• _Excerpt_
• • • • •
The musical era known as “g-funk” ― shortened from “gangsta funk” ― sprouted in Los Angeles, California, in the early 1990s, heavily influenced by the psychedelic supergroup Parliament-Funkadelic. But g-funk diverged from tradition in its infusion of gangster rap music.
Framers of the genre ― namely, Snoop Dogg, Dr. Dre, Nate Dogg and Warren G ― were forged in the flames of 1992′s LA Riots and molded by the conditions surrounding them: crippling poverty, a raft of gang violence and the denial of upward mobility to the largely black residents of South Central Los Angeles.
Warren G, the rapper and producer behind the platinum hit “Regulate” and perhaps the most understated of the quad, was the one who introduced Snoop Dogg to Dr. Dre and set in motion a musical union that defined the decade. As he put it, “I ain’t trying to take credit for all of the stuff that happened, but I was a part of it and helped it.”
In recent years, Warren G has continued ushering artists into the industry, but now, as the producer of a new documentary available on YouTube Premium titled “G Funk,” he is telling the story of his beginnings.
HuffPost talked with Warren G about hip-hop’s evolution, how artists should carry themselves and why he thinks someone should write a song about immigrant detention.
• • • • •
• _Information given_

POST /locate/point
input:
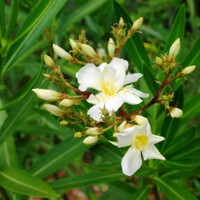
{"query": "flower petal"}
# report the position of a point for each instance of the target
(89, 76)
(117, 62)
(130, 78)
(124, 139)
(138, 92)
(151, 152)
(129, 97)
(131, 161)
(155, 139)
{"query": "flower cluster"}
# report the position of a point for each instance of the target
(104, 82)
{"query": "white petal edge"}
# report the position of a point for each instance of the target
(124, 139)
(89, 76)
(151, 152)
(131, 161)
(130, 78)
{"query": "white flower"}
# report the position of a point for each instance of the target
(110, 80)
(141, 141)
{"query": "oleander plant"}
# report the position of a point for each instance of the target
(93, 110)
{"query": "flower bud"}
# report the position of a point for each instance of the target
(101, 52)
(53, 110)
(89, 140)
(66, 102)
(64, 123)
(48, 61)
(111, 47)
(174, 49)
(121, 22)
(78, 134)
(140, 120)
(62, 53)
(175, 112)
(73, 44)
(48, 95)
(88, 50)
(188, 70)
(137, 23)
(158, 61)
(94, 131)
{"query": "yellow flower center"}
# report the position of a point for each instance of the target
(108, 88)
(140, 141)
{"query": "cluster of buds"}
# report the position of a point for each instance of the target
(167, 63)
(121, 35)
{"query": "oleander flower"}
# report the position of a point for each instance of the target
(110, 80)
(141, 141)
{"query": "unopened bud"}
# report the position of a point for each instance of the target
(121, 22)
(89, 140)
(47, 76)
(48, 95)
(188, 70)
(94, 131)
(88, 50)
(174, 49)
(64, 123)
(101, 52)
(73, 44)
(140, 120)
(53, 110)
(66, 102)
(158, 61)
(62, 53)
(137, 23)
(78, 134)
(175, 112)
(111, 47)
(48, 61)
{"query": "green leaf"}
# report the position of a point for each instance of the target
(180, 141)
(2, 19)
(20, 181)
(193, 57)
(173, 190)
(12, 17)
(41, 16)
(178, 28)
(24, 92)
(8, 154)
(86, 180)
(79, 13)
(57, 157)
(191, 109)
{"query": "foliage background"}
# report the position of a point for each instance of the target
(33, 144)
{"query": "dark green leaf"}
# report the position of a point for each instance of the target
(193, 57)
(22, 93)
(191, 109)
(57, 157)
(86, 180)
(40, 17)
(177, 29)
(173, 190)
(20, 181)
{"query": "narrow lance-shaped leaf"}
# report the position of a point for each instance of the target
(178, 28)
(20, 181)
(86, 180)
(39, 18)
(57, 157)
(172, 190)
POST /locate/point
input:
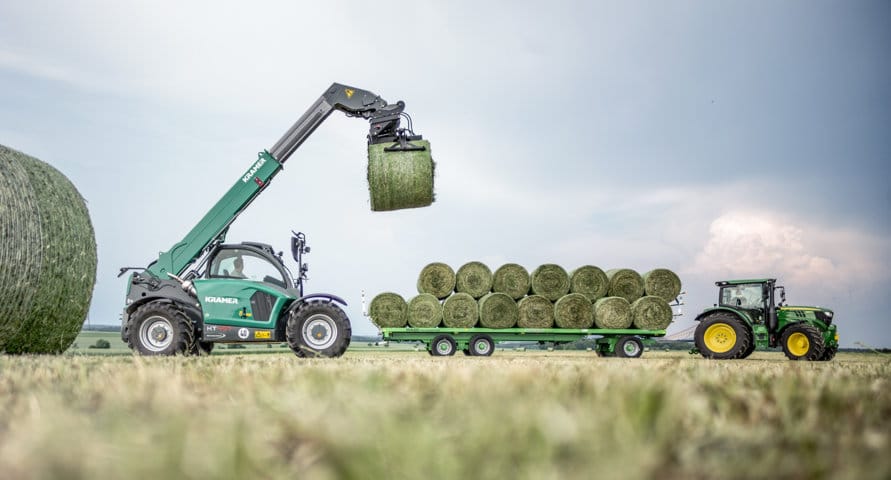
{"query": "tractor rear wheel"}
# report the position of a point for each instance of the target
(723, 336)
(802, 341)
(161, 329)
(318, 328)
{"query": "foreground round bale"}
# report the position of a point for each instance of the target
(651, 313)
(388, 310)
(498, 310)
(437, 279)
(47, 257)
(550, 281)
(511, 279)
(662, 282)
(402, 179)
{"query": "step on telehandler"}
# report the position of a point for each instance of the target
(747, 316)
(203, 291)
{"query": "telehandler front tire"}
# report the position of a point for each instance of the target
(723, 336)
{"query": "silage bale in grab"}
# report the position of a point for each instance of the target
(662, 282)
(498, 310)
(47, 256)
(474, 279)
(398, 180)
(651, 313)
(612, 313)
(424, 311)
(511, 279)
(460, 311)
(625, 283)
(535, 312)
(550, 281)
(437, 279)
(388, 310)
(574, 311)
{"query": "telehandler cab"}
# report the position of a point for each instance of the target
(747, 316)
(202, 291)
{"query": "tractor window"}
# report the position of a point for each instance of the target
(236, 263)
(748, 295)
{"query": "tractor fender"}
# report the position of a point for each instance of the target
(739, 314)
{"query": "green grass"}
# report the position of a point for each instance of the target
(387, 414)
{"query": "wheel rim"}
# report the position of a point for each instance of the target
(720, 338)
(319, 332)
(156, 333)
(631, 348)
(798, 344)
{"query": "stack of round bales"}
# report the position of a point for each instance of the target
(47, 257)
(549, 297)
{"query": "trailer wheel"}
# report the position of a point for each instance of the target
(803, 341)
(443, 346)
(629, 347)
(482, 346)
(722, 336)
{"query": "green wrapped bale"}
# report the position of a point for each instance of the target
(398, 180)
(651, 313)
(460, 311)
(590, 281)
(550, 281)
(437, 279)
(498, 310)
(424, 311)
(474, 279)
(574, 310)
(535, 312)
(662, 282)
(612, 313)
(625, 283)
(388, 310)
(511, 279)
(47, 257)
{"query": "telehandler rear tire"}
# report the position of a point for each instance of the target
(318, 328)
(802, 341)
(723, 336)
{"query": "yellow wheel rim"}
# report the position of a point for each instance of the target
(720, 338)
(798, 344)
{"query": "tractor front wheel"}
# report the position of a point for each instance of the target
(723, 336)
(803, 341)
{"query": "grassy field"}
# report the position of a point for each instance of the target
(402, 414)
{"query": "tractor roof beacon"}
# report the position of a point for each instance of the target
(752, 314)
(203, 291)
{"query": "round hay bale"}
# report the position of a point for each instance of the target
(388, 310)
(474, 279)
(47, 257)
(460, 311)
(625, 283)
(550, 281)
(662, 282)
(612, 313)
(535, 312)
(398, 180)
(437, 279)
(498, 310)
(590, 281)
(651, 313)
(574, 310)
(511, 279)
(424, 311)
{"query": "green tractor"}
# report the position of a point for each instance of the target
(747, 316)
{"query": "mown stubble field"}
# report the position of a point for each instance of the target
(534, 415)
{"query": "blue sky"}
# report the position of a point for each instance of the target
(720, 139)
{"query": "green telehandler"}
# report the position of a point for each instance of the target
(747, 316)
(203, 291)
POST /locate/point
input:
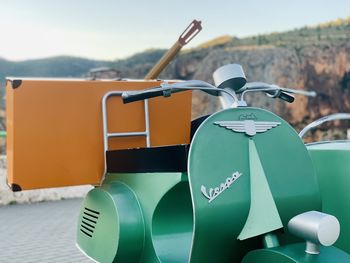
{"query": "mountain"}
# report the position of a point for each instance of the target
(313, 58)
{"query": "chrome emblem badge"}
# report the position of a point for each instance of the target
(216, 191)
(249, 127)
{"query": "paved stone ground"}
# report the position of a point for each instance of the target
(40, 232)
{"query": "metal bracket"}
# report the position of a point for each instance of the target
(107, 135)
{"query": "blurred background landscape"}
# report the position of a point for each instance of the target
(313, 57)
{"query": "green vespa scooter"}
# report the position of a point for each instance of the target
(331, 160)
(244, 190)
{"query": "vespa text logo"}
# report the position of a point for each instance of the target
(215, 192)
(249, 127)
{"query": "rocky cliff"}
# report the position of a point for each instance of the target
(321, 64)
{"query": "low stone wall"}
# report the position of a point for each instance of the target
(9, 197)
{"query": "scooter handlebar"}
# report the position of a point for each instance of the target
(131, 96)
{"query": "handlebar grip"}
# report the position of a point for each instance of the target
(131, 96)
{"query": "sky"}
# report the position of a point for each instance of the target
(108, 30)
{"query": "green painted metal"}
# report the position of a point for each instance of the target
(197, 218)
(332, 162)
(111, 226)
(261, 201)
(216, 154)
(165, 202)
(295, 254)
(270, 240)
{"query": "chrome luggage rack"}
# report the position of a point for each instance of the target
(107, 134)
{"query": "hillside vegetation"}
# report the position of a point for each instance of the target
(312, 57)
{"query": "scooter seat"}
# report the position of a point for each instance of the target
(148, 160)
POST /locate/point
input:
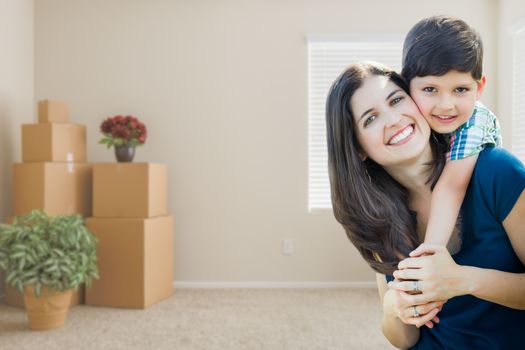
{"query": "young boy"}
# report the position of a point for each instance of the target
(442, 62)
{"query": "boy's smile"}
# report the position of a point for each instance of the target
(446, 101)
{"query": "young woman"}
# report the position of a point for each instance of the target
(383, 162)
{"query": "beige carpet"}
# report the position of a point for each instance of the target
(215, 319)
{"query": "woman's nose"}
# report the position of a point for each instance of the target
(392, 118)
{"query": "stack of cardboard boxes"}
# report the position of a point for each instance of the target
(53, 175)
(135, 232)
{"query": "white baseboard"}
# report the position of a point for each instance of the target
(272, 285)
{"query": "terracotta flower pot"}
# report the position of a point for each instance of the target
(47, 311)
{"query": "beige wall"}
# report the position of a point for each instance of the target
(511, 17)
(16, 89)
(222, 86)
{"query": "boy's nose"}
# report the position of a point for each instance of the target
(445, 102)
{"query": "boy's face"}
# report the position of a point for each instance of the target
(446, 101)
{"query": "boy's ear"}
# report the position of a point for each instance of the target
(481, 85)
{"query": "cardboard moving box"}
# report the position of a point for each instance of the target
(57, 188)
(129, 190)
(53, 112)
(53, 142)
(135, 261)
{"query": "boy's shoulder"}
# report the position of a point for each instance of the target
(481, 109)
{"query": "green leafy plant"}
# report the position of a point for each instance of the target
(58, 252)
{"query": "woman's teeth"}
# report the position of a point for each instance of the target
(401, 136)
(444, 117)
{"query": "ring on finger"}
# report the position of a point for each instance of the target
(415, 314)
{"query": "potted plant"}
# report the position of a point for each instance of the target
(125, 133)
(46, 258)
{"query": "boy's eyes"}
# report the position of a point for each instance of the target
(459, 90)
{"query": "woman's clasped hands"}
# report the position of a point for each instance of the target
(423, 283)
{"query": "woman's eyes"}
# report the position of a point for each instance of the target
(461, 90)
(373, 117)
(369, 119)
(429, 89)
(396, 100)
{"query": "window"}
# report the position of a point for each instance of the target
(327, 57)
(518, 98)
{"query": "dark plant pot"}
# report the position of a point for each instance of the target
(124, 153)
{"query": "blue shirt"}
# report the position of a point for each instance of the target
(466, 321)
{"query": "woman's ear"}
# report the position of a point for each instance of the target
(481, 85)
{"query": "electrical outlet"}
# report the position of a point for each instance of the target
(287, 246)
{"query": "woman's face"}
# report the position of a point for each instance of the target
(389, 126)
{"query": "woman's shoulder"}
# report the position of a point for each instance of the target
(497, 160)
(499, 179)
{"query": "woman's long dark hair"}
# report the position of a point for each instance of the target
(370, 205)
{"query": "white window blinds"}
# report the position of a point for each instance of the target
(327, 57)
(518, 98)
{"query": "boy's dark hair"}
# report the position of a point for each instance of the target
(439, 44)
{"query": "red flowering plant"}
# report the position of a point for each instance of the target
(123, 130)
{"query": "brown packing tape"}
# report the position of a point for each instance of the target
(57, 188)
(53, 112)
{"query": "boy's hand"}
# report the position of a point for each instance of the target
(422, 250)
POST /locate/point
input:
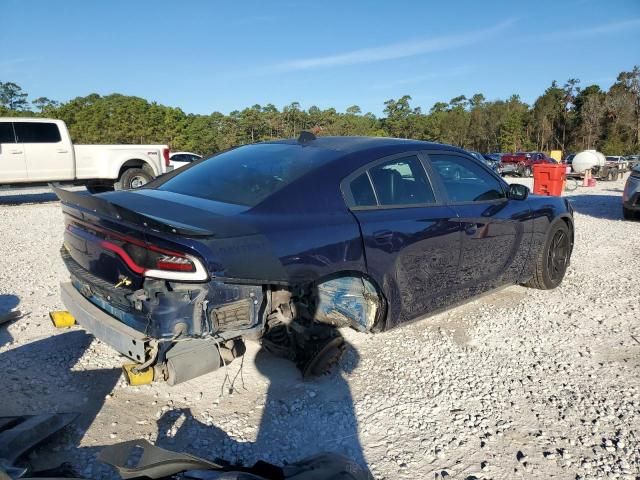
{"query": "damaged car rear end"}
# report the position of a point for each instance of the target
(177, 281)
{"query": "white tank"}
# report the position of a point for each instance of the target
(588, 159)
• • • • •
• _What is asked_
1. List every person the g-funk text names as a framer of the genre.
2. Duplicate the portion of the g-funk text between "The musical era" and "Central Los Angeles.", inclusive.
3. Pick up the text about g-funk and Warren G after its last sentence and continue it.

• _Exercise results_
1. Snoop Dogg, Dr. Dre, Nate Dogg, Warren G

2.
The musical era known as “g-funk” ― shortened from “gangsta funk” ― sprouted in Los Angeles, California, in the early 1990s, heavily influenced by the psychedelic supergroup Parliament-Funkadelic. But g-funk diverged from tradition in its infusion of gangster rap music.
Framers of the genre ― namely, Snoop Dogg, Dr. Dre, Nate Dogg and Warren G ― were forged in the flames of 1992′s LA Riots and molded by the conditions surrounding them: crippling poverty, a raft of gang violence and the denial of upward mobility to the largely black residents of South Central Los Angeles.

3.
Why do you think now is the time for a g-funk documentary?
The reason I think it’s a great time is because we’re transitioning into a new generation. A lot of the new generation doesn’t know their history. You had the one kid — [Lil] Yachty, or something — say he didn’t know who Tupac was. So me doing what I’m doing — introducing g-funk to this new generation — they’ll know their history. They’ll know who came before them, and they get to see the history we have, and the things we went through on our journey to becoming superstars and legends.
Hip-hop is navigating into spaces it’s never been ― Jay-Z being inducted into the Songwriters Hall of Fame is an example of that. Is part of what you’re looking to do with this doc exposing people who aren’t hip-hop enthusiasts to your genre as well?
Yes, indeed! And it’ll also open doors and let people know who Warren G is, you know what I’m saying? A lot of people don’t really know what it is that I’ve done or what I do. So this will open eyes of the people who came before me, the new generation and some of the people that grew with me. They’ll see who I am and the things I’ve been through in this journey.
Where did you develop your creative vision? Where did you get a sense of how to market someone like Snoop?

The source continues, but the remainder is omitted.